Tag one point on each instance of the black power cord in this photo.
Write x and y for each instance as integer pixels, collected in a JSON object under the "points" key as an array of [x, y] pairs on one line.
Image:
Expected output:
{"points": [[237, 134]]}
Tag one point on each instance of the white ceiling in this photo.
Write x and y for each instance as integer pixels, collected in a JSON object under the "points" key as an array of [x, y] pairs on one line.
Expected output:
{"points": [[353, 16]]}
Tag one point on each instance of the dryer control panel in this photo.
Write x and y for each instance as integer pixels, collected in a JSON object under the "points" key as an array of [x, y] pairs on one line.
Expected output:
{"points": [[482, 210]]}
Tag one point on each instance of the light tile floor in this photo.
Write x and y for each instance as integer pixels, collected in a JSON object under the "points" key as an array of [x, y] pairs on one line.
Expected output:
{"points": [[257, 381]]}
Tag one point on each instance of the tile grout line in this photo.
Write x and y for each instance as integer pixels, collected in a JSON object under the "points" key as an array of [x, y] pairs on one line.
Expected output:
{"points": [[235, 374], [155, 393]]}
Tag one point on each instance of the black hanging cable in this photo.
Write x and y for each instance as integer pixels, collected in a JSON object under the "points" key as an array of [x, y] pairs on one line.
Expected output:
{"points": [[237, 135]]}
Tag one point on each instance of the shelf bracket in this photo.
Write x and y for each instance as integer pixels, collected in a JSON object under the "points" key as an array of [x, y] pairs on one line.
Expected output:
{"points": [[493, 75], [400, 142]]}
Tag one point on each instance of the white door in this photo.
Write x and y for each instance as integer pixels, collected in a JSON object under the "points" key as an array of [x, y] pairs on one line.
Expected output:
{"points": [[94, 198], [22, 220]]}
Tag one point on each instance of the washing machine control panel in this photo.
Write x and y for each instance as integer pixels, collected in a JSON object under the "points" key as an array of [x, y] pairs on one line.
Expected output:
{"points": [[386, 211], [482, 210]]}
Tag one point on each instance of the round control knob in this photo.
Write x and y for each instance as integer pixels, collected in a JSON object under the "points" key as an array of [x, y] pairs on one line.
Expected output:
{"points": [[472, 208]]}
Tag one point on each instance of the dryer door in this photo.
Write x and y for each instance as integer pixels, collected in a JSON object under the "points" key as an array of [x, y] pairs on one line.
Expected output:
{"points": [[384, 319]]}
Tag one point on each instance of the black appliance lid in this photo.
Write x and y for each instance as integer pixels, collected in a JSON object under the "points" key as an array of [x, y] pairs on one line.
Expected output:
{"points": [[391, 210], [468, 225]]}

-=-=-

→ Exercise instructions
Copy out each line exactly.

→ Output of the exercise
Tag one point on each instance of the black power cord in this photo.
Write x and y for each instance as integer pixels, collected in a JSON object under the "points" key as an array of [x, y] pairs on one line.
Image:
Expected output:
{"points": [[237, 134]]}
Tag one point on each instance of the white ceiling in this photo.
Write x and y for each instance as integer pixels, collected in a JSON object under the "points" key as an array of [x, y] pairs on one line.
Expected output:
{"points": [[353, 16]]}
Tag one point on each instance of the dryer control panel in this photo.
Write x and y for each instance as integer pixels, collected in a JSON object under the "points" key as an array of [x, y] pairs on one line.
Expected output:
{"points": [[482, 210]]}
Tag one point on each instance of the light tile floor in this photo.
Write x and y for each instance as integer pixels, collected in a JSON object under the "points" key as an array of [x, y] pairs on one line.
Expected output:
{"points": [[257, 381]]}
Tag one point on each instance of the tile grout line in this photo.
Write x and y for each instance as integer pixels, collected in a JSON object under the "points" key as an array of [x, y] pairs on one line.
Expected output:
{"points": [[235, 374], [155, 393]]}
Tag one point on each instance of the black hanging cable in this photo.
Write x and y for each instance as integer pixels, collected in a JSON object under the "points" key as an array of [x, y] pairs on one line.
Expected output:
{"points": [[237, 135]]}
Tag one point on each instance of the shelf bracket in this photo.
Write x and y for each instance as integer pixels, collected in a JSON object under the "points" key as an array of [x, y] pairs on one line.
Expected output:
{"points": [[493, 75], [400, 142]]}
Tag one point on each instance of the white door in this photo.
Write x and y for each instance as integer pixels, collected in a JSON object under the "points" key as an array of [x, y] pairs on one line.
Expected output:
{"points": [[94, 198], [22, 220]]}
Tag one point on each instance of the washing machine control panel in this photo.
Write x and y for each instance as integer pixels, collected in a JSON object under the "points" key as an array of [x, y] pairs on one line.
Expected output:
{"points": [[386, 211], [482, 210]]}
Tag one point on each instance of the round control knob in this photo.
Write x and y for each instance as integer pixels, collected in a JSON object under the "points" key as an array of [x, y] pairs on one line.
Expected output:
{"points": [[472, 208]]}
Tag one point on each instance of the dryer door in this photo.
Write x and y for each instance as integer pixels, collected in a JSON object under the "points" key as an array of [x, y] pairs on one line.
Expected output:
{"points": [[384, 319]]}
Tag one point on each instance of the black appliance lid in this photo.
Write x and y for each instance as integer pixels, collected in a JSON object under the "points" key as an array of [x, y] pairs on one line.
Expected output:
{"points": [[391, 210], [468, 225]]}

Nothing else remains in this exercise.